[Selection]
******************************

Painting or the extension of a stroke 
Painting (watercolour, chalk, oil, gouache, acrylic or walnut ink) is the same process that spills out of the sketchbook to take on all its magnitude, sometimes on canvases measuring 3m50, hoisted like imaginary fronton pelota walls.

Sculpture 
Zigor's work explores several materials and elements in order to convey the same density: wood (oak, plane tree, chestnut and beech), bronze, steel. Happenstance seems to play a role in each work that expresses mass and movement, separation and fusion, fracture and regained balance.

A struggle can be detected between volumes, gravity and space that, by ingenious innate order, end up by merging and falling back into place.  Zigor's sculptures, witnesses to this "organized chaos", have no end. The lines seamlessly fuse and each angle of vision portrays a new piece that invites wind, water and light to pass through it. 

It is in the infinitely subtle that this tellurian orchestrator of sometimes gigantic constructions draws his source of inspiration. From the drop of water that bends a blade of grass without snapping it to the delicate wings of birds that withstand all the winds that blow.

Dimensions of spirituality and identity subtly occupy Zigor's work. "I sculpt like I pray", he says and this state of consciousness, embracing perception of beauty and hard-won freedom, also recounts a captive state of nothingness, convinced that poetry can perceptibly change the world.

"In the shadow of sculptures hides darkness,

And in darkness the shape of mystery,

And in mystery all the shapes."

******************************

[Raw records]
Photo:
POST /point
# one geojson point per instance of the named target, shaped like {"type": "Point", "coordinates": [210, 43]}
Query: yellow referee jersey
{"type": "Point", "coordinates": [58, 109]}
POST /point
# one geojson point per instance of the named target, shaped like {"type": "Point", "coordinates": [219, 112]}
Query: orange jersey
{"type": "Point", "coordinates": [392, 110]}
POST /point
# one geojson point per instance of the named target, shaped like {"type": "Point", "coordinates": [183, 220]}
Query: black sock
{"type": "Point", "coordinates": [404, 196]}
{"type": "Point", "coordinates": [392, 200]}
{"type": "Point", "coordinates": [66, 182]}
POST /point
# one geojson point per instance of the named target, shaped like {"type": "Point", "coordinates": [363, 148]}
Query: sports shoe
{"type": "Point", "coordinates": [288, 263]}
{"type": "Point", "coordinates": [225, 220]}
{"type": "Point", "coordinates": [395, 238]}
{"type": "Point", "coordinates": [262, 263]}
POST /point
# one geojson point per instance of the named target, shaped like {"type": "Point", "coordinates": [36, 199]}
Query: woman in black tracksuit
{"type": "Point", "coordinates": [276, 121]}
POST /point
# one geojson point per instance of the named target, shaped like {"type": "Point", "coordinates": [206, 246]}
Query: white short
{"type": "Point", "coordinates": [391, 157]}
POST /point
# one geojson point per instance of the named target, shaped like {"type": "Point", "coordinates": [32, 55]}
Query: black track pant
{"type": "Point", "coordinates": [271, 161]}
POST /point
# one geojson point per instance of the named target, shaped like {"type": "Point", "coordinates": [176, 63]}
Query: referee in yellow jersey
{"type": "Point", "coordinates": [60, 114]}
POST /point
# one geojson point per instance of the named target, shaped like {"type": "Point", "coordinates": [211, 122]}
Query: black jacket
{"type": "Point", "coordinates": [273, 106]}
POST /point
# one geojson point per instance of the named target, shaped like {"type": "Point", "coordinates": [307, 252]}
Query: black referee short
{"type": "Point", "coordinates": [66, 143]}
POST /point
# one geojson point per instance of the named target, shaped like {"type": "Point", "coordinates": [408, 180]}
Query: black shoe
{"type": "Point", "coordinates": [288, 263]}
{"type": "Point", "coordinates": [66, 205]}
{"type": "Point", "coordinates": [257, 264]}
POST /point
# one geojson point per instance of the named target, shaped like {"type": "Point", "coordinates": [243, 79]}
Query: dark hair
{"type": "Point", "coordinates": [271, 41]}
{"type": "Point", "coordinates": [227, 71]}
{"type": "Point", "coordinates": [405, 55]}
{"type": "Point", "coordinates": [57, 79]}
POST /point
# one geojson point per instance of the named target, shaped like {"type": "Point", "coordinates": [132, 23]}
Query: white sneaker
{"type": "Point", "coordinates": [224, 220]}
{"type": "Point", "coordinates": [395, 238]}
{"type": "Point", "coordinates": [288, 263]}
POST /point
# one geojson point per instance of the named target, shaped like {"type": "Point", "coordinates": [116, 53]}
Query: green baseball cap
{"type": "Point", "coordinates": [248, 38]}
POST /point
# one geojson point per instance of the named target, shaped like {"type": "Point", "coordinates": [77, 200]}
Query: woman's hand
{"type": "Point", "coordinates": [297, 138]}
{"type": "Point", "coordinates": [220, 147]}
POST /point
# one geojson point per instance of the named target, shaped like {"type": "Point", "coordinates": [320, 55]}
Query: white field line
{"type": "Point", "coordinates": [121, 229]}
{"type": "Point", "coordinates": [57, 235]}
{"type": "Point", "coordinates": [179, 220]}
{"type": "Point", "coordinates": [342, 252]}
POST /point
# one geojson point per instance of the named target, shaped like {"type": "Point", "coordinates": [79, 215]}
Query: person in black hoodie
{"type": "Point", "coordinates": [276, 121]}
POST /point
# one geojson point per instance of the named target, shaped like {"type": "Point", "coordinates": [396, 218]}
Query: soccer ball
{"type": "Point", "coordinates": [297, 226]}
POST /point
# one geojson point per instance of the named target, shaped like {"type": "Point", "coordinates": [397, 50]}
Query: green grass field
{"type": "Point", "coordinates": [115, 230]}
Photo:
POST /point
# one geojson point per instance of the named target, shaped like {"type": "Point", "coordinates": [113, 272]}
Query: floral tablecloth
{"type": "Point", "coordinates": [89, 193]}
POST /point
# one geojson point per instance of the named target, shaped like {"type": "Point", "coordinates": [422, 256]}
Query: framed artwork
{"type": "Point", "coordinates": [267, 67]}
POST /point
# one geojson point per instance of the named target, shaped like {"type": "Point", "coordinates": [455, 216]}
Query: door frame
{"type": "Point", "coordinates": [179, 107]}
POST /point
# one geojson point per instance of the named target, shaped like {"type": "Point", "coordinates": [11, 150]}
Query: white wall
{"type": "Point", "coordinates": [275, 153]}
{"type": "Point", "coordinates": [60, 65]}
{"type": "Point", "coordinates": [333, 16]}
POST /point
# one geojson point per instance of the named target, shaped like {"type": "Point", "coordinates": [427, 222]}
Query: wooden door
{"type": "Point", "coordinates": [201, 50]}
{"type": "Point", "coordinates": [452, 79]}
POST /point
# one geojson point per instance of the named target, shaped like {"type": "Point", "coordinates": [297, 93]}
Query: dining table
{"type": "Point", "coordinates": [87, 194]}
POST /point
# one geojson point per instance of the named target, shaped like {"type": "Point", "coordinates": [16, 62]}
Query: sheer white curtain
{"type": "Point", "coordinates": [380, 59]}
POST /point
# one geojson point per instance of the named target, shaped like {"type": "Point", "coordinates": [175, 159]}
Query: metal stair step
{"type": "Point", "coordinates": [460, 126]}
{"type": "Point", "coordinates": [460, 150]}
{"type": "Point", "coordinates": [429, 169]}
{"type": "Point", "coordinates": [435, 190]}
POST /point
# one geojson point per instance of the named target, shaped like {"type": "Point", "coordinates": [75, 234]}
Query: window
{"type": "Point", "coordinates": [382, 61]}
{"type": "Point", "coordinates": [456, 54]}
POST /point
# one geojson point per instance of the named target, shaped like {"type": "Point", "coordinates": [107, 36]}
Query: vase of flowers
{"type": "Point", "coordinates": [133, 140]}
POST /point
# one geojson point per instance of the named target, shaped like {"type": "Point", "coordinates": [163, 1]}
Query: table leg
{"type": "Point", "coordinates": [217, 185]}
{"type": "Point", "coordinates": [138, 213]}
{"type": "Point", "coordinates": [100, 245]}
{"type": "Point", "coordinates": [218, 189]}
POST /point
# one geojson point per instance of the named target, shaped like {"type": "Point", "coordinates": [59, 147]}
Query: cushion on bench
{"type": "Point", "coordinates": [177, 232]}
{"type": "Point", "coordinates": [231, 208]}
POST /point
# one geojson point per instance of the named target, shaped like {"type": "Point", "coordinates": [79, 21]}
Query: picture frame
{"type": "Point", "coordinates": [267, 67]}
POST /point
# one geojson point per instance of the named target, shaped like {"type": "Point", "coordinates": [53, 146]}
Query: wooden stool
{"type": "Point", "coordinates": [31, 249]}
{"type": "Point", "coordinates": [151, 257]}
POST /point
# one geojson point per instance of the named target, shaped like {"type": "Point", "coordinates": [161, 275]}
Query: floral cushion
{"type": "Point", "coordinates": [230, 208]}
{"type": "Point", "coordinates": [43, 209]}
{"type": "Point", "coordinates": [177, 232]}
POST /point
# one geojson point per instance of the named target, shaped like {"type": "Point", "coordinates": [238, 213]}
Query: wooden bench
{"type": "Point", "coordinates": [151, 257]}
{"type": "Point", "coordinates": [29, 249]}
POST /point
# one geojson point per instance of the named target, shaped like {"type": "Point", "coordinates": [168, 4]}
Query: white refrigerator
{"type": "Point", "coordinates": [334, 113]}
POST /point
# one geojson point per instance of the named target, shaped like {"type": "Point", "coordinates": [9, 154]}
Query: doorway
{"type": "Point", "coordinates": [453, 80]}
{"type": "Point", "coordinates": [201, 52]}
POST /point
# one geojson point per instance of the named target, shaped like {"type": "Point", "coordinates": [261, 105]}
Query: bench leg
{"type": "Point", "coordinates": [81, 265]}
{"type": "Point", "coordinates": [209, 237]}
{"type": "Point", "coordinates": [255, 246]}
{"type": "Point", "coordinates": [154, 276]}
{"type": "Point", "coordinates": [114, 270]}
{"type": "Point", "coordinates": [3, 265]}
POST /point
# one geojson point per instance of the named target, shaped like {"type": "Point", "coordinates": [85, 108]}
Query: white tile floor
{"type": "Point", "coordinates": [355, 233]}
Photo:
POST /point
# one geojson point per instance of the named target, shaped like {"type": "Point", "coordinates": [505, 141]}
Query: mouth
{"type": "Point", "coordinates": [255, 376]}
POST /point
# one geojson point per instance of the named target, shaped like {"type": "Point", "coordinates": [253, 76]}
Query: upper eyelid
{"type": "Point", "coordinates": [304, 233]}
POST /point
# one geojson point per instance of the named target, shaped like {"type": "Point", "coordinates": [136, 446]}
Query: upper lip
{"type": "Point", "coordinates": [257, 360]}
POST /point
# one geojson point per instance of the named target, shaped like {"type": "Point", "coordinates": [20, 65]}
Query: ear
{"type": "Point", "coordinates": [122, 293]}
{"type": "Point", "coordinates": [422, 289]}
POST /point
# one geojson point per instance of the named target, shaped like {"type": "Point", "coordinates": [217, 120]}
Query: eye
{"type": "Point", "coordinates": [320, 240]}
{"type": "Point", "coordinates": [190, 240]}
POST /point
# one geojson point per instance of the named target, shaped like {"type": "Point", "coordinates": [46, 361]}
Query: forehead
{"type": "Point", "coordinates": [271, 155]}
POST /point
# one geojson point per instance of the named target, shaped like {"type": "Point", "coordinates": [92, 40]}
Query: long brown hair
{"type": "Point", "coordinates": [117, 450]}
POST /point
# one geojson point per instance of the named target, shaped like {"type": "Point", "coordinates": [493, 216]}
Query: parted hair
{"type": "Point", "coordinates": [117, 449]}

******************************

[Set tasks]
**a.** Write out the part of the text on Zigor's work that begins at the words "It is in the" and stops after "change the world.".
**b.** Using the text on Zigor's work, answer the following:
(i) What size can the canvases reach?
(ii) Which woods does Zigor's work use?
(iii) What does Zigor say about the way he sculpts?

[Solution list]
**a.**
It is in the infinitely subtle that this tellurian orchestrator of sometimes gigantic constructions draws his source of inspiration. From the drop of water that bends a blade of grass without snapping it to the delicate wings of birds that withstand all the winds that blow.

Dimensions of spirituality and identity subtly occupy Zigor's work. "I sculpt like I pray", he says and this state of consciousness, embracing perception of beauty and hard-won freedom, also recounts a captive state of nothingness, convinced that poetry can perceptibly change the world.

**b.**
(i) Sometimes 3m50.
(ii) Oak, plane tree, chestnut and beech.
(iii) "I sculpt like I pray."